Output the data verbatim, with nothing added or dropped.

═════ Dataset extract

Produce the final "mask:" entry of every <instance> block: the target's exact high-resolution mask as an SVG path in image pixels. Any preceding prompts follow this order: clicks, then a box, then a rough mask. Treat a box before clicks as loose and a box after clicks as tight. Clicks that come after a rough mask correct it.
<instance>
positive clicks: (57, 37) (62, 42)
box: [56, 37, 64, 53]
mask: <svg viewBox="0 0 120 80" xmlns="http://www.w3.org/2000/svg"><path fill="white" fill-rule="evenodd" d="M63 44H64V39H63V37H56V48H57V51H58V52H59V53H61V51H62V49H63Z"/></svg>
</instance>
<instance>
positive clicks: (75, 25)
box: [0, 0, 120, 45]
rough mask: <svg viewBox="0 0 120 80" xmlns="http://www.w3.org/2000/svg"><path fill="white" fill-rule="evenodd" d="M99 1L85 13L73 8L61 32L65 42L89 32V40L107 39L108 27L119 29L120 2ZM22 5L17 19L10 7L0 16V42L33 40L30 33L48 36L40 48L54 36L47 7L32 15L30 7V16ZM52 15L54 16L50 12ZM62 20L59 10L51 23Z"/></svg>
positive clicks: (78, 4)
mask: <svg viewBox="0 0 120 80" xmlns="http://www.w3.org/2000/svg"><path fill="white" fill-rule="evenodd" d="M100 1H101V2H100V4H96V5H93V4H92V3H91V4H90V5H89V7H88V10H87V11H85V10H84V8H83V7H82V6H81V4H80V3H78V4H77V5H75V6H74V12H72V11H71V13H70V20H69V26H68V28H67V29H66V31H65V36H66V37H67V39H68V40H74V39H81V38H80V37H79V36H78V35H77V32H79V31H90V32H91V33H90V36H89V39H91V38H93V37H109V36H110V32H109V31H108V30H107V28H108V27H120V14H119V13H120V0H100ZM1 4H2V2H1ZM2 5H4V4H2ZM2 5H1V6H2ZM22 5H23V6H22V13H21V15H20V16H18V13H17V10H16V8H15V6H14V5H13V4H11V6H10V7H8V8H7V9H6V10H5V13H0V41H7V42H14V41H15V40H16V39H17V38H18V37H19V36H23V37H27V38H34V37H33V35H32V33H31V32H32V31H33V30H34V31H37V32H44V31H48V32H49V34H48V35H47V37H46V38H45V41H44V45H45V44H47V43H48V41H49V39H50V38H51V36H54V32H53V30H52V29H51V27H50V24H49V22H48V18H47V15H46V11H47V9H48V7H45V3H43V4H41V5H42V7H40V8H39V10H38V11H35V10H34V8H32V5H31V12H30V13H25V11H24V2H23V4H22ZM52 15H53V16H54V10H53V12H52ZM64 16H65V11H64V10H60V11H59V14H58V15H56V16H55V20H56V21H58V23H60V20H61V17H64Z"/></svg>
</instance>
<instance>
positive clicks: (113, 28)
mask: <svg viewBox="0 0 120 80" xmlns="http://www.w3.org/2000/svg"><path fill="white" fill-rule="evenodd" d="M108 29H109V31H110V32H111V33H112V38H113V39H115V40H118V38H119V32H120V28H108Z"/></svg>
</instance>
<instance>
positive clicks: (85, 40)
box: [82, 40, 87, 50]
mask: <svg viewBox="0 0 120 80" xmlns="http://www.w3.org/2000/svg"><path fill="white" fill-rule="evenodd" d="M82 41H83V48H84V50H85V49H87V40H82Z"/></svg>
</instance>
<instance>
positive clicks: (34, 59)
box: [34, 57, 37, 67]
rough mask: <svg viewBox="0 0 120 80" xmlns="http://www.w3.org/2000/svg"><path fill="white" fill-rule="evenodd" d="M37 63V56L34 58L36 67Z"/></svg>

══════════

• [Expected answer]
Produce the final "mask:" entry of every <instance> block: the target's exact high-resolution mask as an SVG path in image pixels. Any preceding prompts follow this order: clicks, then a box, then a rough mask. Treat a box before clicks as loose and a box after clicks as tight. Clicks that come after a rough mask correct it.
<instance>
positive clicks: (57, 37) (62, 42)
box: [56, 37, 64, 53]
mask: <svg viewBox="0 0 120 80" xmlns="http://www.w3.org/2000/svg"><path fill="white" fill-rule="evenodd" d="M63 44H64V39H63V37H56V48H57V51H58V52H59V53H61V51H62V49H63Z"/></svg>
</instance>
<instance>
positive clicks: (75, 25)
box: [0, 0, 120, 45]
rough mask: <svg viewBox="0 0 120 80" xmlns="http://www.w3.org/2000/svg"><path fill="white" fill-rule="evenodd" d="M99 1L85 13L73 8L61 32L65 42L89 32V40L107 39L108 27L119 29L120 2ZM22 5L17 19L10 7L0 16V42L33 40L30 33L48 36L40 48L54 36L47 7L32 15L30 7V16ZM52 15L54 16L50 12ZM62 20L59 10L51 23Z"/></svg>
positive clicks: (78, 4)
mask: <svg viewBox="0 0 120 80" xmlns="http://www.w3.org/2000/svg"><path fill="white" fill-rule="evenodd" d="M100 1H101V2H100V4H96V5H93V4H92V3H91V4H90V5H89V7H88V10H87V11H85V10H84V8H83V7H82V6H81V4H80V3H78V4H77V5H75V6H74V12H72V11H71V13H70V20H69V26H68V28H67V29H66V31H65V36H66V37H67V39H68V40H74V39H81V38H80V37H79V36H78V35H77V32H79V31H90V32H91V33H90V36H89V39H91V38H93V37H109V36H110V32H109V31H108V30H107V28H108V27H120V14H119V13H120V0H100ZM1 4H2V2H1ZM2 5H4V4H2ZM2 5H1V6H2ZM22 5H23V6H22V13H21V15H20V16H18V13H17V10H16V8H15V6H14V5H13V4H11V6H10V7H8V8H7V9H6V10H5V13H0V41H7V42H14V41H15V40H16V39H17V38H18V37H19V36H23V37H27V38H34V37H33V35H32V33H31V32H32V31H33V30H34V31H37V32H44V31H48V32H49V34H48V35H47V37H46V38H45V41H44V45H45V44H47V43H48V41H49V39H50V38H51V36H54V32H53V30H52V29H51V27H50V24H49V22H48V18H47V15H46V11H47V9H48V7H45V3H43V4H41V5H42V7H40V8H39V10H38V11H35V10H34V8H32V5H31V12H30V13H25V11H24V2H23V4H22ZM52 15H53V16H54V10H53V12H52ZM64 16H65V11H64V10H60V11H59V14H58V15H56V16H55V20H56V21H58V23H60V20H61V17H64Z"/></svg>
</instance>
<instance>
positive clicks: (113, 28)
mask: <svg viewBox="0 0 120 80" xmlns="http://www.w3.org/2000/svg"><path fill="white" fill-rule="evenodd" d="M108 29H109V31H110V32H111V33H112V38H113V39H115V40H118V38H119V32H120V28H108Z"/></svg>
</instance>
<instance>
positive clicks: (85, 40)
box: [82, 40, 87, 50]
mask: <svg viewBox="0 0 120 80" xmlns="http://www.w3.org/2000/svg"><path fill="white" fill-rule="evenodd" d="M82 41H83V48H84V50H85V49H87V40H82Z"/></svg>
</instance>
<instance>
positive clicks: (34, 59)
box: [34, 57, 37, 67]
rough mask: <svg viewBox="0 0 120 80" xmlns="http://www.w3.org/2000/svg"><path fill="white" fill-rule="evenodd" d="M37 63V56L34 58L36 67Z"/></svg>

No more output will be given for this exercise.